EXERCISE INSTRUCTIONS: Your task is to repeat exactly the lines below between the line holding "form x=187, y=46." and the line holding "form x=106, y=35.", inclusive, and only those.

RECORD EXTRACTS Block Start

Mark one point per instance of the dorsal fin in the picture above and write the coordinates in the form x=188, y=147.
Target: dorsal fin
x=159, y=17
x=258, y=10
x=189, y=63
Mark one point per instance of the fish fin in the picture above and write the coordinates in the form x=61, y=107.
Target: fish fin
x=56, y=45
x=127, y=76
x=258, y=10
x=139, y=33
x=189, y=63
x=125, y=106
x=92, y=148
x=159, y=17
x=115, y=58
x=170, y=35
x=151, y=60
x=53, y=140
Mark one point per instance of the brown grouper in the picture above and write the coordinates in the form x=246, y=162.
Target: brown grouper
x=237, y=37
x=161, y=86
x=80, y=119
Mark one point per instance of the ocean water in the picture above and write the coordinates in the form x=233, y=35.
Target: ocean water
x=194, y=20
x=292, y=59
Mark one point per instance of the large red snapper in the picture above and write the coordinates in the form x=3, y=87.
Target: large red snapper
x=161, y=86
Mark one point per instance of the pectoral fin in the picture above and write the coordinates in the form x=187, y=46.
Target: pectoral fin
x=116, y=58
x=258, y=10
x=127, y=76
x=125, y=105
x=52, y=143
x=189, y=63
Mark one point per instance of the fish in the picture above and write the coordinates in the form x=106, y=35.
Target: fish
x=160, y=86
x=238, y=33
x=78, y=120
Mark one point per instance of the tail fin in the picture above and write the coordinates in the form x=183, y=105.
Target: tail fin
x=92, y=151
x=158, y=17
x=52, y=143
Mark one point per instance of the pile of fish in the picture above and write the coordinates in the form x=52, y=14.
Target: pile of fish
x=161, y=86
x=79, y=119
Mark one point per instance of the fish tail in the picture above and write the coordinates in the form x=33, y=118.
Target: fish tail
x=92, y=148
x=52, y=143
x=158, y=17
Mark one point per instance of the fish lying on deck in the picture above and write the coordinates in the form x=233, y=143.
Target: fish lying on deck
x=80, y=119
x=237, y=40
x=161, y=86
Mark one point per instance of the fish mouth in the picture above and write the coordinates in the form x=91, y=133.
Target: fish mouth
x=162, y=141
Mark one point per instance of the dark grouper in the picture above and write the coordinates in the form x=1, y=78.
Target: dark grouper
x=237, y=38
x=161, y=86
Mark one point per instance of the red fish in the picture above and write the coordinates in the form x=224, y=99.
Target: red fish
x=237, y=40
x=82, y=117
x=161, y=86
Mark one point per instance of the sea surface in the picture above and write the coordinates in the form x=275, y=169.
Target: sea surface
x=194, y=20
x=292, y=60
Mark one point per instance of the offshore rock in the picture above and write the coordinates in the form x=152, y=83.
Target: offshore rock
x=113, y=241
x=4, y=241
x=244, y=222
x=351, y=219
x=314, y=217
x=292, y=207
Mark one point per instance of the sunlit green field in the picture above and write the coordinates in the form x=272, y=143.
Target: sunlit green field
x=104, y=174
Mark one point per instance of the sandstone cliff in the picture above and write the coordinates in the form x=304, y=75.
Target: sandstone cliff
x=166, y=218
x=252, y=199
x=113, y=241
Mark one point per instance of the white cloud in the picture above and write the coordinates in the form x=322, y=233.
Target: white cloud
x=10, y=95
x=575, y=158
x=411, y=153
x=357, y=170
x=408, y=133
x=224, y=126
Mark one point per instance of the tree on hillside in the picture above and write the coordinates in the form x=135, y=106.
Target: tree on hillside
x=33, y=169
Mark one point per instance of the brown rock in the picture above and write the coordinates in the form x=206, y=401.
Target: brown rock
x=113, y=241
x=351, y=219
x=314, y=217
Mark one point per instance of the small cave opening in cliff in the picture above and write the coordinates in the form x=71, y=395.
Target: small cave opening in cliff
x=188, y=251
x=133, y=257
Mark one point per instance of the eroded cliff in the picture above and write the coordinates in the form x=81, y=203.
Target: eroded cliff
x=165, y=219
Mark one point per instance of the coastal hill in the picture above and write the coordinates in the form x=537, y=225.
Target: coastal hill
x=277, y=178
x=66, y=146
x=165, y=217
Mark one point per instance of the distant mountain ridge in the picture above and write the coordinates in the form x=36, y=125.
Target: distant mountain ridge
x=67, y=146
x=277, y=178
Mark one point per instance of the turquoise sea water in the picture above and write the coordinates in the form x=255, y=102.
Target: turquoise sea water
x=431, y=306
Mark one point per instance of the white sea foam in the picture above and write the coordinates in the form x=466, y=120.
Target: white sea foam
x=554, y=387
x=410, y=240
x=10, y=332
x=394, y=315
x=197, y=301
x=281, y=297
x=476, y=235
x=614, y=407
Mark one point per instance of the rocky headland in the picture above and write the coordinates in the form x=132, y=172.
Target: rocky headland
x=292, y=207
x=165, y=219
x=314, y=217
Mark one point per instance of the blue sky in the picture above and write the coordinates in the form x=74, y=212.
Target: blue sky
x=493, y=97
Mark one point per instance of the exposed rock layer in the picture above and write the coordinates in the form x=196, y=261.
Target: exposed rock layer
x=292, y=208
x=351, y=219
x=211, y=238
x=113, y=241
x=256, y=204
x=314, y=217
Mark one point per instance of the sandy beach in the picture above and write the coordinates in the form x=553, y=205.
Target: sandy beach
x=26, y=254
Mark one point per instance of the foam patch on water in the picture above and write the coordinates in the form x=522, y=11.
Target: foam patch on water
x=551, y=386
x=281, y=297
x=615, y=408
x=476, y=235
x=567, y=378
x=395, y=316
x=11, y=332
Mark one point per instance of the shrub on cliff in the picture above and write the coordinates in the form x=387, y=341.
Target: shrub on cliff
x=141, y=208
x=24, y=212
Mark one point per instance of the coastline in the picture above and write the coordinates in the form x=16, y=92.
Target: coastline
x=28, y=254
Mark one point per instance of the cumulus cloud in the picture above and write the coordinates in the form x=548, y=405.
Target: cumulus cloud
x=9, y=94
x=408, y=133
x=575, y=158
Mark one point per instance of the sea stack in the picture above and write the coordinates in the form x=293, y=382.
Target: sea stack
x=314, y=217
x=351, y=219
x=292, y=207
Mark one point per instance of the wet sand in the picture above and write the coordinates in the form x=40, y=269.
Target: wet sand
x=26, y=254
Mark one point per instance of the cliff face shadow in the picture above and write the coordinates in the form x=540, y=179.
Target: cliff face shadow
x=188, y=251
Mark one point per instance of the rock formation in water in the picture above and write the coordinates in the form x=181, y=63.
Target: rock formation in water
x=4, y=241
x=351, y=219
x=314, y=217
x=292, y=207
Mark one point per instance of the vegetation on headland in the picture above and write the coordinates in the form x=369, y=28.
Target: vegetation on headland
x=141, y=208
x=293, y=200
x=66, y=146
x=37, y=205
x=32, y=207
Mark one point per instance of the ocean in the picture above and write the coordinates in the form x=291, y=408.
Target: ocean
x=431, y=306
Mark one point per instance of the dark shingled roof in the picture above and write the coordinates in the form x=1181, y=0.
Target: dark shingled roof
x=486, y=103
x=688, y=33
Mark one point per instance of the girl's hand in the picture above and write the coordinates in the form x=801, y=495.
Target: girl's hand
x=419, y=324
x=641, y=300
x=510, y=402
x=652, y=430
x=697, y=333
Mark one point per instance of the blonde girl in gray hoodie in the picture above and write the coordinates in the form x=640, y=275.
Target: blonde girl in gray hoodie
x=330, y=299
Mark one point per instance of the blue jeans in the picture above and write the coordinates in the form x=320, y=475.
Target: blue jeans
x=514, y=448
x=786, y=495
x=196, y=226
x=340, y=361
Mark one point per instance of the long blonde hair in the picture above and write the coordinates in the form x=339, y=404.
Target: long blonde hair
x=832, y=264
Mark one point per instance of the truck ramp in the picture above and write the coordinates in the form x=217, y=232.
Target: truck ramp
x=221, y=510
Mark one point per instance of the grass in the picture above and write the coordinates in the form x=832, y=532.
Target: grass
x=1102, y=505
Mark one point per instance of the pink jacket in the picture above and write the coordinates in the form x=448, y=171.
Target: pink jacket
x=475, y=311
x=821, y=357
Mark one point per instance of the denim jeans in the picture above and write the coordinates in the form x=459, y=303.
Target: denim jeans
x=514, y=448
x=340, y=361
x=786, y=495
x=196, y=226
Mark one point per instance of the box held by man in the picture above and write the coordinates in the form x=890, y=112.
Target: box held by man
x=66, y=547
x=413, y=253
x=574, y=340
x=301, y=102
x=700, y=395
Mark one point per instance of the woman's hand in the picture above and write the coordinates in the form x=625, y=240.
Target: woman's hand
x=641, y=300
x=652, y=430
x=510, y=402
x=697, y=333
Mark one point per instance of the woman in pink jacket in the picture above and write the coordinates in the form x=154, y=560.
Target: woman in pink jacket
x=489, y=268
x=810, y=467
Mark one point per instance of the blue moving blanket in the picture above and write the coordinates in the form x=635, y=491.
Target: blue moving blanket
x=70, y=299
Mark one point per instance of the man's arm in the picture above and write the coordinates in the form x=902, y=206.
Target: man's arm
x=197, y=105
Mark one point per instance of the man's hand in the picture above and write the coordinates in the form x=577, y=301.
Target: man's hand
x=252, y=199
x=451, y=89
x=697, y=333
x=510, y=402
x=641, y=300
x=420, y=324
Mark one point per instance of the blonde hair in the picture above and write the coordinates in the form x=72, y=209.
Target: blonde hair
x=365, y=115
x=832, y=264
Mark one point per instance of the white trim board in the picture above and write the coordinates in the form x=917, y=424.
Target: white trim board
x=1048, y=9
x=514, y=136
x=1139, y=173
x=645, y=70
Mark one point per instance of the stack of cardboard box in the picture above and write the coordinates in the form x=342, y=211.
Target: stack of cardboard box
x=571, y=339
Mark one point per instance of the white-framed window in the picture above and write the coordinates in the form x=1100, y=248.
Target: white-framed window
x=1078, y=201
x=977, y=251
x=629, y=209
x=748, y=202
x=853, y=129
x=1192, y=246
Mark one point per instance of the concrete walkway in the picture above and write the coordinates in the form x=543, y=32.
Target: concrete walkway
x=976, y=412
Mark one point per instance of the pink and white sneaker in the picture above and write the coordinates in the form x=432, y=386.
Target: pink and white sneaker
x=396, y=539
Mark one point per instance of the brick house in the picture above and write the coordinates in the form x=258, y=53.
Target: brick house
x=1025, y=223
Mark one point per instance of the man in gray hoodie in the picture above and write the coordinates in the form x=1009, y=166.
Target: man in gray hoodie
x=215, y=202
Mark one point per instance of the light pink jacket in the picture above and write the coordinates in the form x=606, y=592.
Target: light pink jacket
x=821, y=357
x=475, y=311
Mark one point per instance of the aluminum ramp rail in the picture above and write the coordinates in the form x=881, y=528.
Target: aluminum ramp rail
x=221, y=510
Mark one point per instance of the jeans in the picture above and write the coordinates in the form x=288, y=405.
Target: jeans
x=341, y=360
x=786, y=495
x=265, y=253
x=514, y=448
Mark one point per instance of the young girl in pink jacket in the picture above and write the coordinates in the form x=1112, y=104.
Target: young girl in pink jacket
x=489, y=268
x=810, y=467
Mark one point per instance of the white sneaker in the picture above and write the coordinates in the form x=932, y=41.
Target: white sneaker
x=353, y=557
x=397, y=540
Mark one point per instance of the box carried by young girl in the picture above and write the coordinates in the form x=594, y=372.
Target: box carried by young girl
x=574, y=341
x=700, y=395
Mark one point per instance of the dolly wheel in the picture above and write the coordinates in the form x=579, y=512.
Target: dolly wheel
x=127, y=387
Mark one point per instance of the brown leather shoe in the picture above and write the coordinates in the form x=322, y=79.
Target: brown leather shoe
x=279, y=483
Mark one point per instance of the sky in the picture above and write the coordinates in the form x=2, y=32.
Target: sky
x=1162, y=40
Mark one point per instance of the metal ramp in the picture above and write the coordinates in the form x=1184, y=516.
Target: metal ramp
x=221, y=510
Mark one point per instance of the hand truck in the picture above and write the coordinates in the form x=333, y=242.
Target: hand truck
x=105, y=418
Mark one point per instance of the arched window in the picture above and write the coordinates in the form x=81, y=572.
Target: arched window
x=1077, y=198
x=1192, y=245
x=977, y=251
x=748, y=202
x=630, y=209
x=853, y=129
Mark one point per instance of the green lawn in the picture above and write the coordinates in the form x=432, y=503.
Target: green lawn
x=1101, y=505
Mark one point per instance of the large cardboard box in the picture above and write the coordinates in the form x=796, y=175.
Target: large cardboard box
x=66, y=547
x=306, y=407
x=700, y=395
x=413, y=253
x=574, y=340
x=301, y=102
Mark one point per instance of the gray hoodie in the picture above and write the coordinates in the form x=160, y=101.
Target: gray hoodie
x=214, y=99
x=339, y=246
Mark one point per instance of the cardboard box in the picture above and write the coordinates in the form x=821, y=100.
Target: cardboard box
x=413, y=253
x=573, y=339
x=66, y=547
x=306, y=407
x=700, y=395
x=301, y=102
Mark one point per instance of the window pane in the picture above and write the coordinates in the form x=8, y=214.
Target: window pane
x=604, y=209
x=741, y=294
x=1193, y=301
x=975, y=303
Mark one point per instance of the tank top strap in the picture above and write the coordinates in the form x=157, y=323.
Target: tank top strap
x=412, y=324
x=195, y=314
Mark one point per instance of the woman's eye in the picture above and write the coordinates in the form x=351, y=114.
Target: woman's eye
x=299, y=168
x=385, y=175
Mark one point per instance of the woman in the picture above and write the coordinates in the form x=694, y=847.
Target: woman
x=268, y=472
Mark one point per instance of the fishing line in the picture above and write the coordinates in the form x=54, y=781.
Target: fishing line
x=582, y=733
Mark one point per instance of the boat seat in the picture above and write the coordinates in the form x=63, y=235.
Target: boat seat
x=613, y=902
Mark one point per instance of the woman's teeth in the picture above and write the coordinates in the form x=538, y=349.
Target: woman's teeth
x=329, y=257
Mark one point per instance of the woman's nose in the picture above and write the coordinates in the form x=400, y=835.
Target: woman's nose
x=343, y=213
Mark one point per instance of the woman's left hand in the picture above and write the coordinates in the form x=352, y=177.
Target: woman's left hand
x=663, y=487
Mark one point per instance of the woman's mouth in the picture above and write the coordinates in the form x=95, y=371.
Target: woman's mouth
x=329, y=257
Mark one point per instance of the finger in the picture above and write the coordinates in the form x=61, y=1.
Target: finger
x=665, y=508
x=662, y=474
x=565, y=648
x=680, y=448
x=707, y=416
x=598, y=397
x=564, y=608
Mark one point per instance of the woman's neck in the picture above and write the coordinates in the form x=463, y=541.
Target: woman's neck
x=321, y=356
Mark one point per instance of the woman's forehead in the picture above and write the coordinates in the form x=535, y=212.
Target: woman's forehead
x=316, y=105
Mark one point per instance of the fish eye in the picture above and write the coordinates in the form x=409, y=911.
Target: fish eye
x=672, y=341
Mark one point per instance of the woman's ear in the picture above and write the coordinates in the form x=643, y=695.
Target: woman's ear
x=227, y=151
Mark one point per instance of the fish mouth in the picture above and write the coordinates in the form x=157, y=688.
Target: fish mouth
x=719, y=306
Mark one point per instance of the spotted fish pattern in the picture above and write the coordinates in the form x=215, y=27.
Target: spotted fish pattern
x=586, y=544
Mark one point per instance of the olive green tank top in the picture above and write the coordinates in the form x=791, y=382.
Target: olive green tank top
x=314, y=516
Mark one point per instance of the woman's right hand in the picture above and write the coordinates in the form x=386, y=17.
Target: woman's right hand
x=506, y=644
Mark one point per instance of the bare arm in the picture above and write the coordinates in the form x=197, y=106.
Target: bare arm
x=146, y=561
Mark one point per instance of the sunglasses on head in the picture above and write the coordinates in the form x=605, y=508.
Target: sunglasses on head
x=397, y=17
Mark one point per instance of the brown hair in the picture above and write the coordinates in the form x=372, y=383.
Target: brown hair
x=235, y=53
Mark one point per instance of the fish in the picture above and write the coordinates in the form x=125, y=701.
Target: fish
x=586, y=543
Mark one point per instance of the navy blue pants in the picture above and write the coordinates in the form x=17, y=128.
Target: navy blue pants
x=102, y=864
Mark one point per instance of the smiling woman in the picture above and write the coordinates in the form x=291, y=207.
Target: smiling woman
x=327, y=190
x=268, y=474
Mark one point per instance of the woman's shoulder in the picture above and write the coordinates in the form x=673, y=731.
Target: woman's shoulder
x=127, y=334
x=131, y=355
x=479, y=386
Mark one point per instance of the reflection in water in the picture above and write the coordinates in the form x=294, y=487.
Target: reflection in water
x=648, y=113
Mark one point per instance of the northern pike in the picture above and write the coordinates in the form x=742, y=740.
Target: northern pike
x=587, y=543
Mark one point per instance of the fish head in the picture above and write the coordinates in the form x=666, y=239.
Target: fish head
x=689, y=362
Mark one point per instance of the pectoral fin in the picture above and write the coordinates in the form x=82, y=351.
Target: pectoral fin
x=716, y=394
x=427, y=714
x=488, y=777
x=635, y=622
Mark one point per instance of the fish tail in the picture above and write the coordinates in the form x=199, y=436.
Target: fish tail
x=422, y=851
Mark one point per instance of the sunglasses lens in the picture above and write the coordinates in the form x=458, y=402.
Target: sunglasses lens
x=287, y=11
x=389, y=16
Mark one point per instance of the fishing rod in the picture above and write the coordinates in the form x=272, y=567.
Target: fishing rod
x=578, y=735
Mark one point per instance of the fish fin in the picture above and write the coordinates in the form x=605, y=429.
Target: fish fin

RECORD EXTRACTS Block End

RESULT OF THIS EXERCISE:
Mark one point per instance of the pectoral fin in the picture above and write the coordinates in the form x=187, y=46.
Target: pectoral fin
x=116, y=58
x=258, y=10
x=127, y=76
x=125, y=105
x=52, y=143
x=189, y=63
Mark one point per instance of the fish in the picture above and write the coordinates in the form x=106, y=35.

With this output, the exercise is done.